▼

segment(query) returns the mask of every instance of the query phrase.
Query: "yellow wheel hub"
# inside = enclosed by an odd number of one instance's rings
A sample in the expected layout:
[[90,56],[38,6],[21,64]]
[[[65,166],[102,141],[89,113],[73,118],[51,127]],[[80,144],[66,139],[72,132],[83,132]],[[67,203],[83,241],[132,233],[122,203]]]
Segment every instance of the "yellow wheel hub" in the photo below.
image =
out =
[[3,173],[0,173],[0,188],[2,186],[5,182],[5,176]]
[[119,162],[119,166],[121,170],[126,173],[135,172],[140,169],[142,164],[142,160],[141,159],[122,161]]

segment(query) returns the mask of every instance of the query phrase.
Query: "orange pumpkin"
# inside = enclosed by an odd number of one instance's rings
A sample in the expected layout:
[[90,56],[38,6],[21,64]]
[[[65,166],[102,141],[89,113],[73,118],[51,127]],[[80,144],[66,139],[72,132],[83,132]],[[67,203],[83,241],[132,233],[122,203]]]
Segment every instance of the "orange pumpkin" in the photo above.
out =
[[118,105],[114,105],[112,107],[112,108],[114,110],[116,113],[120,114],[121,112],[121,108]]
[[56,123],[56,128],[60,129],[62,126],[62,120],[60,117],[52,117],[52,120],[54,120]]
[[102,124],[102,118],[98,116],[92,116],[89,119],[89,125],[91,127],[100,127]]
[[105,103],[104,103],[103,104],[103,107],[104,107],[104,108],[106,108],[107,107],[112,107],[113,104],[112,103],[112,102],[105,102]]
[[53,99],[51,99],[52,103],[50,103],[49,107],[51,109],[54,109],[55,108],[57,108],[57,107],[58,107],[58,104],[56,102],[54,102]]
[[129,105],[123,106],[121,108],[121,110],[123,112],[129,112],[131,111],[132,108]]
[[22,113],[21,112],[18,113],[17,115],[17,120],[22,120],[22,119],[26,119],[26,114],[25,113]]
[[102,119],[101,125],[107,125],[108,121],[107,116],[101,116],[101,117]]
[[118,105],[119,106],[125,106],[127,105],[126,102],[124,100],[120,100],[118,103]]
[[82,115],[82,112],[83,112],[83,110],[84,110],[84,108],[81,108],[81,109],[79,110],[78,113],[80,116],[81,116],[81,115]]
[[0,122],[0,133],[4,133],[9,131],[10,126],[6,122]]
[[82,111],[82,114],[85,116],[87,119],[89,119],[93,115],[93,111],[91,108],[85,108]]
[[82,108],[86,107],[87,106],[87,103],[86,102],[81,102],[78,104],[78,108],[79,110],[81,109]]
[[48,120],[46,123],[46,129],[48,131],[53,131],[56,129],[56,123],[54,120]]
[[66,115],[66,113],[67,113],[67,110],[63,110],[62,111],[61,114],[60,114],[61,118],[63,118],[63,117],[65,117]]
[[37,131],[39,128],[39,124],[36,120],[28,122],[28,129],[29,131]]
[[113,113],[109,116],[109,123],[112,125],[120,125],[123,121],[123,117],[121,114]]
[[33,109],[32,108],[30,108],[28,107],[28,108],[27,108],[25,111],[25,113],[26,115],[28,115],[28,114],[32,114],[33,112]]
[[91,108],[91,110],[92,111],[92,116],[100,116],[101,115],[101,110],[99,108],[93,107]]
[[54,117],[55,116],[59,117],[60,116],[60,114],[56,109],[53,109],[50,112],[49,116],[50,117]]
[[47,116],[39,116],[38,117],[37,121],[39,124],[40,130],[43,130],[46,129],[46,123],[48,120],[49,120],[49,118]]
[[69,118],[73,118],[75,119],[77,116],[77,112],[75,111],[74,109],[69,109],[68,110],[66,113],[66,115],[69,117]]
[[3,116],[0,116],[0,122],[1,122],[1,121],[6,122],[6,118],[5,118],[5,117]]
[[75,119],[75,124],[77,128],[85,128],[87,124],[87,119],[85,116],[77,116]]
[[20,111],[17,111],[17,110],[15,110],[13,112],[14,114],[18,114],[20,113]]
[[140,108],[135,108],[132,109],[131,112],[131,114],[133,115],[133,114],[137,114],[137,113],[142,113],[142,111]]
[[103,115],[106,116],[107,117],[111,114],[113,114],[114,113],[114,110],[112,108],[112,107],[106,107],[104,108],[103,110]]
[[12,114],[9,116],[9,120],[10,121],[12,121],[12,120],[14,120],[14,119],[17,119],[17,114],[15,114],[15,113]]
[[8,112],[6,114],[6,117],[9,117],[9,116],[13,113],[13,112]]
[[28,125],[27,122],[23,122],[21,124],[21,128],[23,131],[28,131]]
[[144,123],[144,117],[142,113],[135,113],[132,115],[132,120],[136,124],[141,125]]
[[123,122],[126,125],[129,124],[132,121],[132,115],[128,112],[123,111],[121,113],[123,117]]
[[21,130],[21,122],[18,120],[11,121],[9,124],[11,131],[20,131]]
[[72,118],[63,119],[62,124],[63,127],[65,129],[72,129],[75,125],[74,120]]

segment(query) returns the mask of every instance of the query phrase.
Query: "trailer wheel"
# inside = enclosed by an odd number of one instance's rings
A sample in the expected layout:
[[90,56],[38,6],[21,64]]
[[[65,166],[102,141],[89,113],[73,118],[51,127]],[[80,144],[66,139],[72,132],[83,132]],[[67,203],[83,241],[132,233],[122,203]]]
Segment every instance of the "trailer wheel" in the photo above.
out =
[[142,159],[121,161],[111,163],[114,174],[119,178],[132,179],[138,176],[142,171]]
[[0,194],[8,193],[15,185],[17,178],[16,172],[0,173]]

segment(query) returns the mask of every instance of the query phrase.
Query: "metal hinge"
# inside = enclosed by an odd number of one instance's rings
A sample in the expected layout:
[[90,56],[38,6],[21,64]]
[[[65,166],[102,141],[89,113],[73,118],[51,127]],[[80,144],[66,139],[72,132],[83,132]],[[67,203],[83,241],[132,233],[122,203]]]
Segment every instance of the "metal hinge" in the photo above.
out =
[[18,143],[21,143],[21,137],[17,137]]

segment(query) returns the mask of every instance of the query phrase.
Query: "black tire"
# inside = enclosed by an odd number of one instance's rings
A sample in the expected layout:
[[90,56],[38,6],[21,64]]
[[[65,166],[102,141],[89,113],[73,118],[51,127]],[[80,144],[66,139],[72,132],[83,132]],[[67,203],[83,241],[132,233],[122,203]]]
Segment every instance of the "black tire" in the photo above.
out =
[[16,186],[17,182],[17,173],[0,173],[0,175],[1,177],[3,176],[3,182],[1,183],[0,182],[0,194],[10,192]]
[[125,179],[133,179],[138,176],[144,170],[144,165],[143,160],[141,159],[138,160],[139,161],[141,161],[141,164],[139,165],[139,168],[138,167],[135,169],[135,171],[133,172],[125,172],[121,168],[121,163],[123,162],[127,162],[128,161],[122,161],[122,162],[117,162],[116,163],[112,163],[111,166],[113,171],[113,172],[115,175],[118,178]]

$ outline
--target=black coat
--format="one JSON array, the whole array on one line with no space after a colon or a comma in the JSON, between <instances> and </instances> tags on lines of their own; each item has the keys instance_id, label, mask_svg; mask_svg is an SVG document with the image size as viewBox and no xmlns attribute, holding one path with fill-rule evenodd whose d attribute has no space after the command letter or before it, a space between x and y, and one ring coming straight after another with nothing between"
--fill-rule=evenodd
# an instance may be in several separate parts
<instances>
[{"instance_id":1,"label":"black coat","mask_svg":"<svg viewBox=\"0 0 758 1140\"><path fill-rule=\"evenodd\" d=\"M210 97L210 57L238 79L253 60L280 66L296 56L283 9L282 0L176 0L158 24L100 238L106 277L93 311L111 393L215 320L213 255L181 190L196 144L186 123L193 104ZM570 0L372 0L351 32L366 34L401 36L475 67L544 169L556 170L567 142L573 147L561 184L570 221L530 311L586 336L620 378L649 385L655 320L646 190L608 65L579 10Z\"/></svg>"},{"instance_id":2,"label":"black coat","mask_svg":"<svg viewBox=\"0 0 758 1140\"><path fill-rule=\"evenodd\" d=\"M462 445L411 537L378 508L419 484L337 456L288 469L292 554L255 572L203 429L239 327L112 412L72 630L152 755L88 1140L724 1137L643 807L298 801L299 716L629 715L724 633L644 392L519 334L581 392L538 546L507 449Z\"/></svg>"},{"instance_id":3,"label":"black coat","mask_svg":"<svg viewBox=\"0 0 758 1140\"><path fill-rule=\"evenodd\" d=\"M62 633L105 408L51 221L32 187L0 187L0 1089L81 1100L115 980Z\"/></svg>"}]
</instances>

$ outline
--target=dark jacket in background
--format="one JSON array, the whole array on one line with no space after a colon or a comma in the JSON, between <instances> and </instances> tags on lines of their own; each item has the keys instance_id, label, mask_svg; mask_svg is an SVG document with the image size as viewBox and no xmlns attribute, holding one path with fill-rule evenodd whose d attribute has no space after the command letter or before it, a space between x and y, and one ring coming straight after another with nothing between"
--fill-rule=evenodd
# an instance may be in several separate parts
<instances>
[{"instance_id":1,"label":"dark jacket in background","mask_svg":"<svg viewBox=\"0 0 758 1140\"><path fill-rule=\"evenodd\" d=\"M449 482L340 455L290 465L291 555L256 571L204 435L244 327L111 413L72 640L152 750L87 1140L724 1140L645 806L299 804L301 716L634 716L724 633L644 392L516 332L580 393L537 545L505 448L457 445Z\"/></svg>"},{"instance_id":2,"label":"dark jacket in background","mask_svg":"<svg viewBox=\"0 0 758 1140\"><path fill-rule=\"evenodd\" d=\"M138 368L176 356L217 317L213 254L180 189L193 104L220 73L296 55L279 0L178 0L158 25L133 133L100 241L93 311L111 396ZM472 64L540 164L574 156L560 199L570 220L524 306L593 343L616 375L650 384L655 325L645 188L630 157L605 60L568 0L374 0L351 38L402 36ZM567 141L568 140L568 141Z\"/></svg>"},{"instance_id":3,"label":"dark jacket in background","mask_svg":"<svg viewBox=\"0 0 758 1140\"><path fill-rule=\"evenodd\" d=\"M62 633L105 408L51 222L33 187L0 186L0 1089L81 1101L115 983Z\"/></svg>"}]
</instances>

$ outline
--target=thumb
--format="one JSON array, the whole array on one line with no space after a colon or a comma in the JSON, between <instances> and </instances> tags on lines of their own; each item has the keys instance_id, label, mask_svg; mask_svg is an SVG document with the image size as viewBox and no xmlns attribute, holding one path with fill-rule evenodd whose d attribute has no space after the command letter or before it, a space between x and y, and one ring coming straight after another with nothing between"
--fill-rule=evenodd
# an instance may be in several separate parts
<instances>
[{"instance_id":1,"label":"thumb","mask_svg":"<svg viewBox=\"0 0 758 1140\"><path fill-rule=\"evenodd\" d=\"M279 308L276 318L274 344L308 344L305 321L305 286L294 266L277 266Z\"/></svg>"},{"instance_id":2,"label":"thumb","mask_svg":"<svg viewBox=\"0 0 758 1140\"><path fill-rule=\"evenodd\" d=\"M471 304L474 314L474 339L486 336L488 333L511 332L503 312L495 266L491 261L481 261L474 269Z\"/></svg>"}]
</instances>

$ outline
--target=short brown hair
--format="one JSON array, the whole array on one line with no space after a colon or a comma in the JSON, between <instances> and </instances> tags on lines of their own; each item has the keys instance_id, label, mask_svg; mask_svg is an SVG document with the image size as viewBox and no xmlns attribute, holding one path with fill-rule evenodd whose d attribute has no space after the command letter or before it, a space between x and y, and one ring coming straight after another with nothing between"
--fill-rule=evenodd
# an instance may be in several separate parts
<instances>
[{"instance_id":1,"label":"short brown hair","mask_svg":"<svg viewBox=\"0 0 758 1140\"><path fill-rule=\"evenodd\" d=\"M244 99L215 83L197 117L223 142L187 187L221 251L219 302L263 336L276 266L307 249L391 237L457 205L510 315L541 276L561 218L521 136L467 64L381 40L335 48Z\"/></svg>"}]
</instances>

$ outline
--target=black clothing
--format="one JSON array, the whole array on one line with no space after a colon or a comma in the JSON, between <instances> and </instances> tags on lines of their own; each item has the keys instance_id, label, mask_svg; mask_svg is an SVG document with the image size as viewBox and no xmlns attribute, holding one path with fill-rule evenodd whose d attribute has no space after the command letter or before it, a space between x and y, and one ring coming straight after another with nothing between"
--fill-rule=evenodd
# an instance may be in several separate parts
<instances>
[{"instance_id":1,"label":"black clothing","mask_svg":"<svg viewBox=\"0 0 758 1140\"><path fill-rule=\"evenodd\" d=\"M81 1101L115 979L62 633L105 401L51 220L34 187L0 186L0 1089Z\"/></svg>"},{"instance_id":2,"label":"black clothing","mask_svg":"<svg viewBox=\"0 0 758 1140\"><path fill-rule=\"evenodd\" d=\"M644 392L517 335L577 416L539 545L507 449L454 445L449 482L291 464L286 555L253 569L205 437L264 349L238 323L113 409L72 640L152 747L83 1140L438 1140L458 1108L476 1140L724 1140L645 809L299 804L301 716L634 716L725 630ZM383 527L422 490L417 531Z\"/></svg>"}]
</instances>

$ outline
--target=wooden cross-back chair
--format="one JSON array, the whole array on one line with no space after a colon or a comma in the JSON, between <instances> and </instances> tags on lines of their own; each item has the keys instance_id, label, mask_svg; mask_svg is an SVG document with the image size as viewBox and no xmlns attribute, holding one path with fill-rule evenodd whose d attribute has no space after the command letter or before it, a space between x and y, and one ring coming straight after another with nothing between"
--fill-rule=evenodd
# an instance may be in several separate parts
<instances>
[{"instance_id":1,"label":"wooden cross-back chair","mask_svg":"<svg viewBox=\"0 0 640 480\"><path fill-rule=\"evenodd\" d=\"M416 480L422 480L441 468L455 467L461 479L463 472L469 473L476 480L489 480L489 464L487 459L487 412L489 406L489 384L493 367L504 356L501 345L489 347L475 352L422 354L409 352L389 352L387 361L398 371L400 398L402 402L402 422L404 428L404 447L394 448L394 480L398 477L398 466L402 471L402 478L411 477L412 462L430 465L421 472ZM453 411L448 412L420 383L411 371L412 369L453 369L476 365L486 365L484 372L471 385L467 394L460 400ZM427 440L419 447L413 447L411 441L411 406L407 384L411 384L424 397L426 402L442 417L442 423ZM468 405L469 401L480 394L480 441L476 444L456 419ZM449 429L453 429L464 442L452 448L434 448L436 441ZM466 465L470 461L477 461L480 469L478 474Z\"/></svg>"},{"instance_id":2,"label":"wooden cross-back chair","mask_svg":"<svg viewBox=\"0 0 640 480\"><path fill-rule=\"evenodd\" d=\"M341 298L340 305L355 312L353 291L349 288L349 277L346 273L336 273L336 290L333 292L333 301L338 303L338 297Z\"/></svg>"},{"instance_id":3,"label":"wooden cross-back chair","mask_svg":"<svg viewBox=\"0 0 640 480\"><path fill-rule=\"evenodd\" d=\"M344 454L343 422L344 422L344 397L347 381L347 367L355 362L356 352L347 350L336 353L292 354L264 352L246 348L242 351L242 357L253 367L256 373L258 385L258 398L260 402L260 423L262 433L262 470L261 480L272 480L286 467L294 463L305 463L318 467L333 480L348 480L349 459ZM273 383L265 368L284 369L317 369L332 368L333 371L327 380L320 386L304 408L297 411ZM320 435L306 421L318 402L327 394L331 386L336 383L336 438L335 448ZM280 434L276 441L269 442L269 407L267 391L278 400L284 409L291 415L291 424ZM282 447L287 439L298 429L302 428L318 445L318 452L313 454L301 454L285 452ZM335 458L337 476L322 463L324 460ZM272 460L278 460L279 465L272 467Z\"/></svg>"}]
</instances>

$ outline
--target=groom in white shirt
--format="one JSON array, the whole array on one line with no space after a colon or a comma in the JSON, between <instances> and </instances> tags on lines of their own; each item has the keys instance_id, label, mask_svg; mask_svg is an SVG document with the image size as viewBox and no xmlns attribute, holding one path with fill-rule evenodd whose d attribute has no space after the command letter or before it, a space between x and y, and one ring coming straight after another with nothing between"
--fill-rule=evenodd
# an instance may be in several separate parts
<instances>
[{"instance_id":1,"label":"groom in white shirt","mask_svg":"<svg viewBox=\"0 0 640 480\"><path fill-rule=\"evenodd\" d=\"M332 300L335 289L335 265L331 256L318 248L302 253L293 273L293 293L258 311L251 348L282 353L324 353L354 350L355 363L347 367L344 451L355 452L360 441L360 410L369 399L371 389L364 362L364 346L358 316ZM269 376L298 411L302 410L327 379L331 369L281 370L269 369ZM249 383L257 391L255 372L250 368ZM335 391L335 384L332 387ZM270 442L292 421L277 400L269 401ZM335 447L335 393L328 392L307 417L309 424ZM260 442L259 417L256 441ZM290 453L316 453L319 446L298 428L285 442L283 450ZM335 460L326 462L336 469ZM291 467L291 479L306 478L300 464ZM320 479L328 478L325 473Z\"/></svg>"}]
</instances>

▲

• Goal of the exercise:
Please pull out every line above that contains the word "photo". Match its case exactly.

• Full solution:
Segment every instance of the "yellow wheel hub" in the photo below.
Segment every instance of the "orange pumpkin" in the photo above.
Segment every instance of the "trailer wheel" in the photo above.
Segment every instance of the "metal hinge" in the photo above.
Segment every instance of the "black tire" in the photo above.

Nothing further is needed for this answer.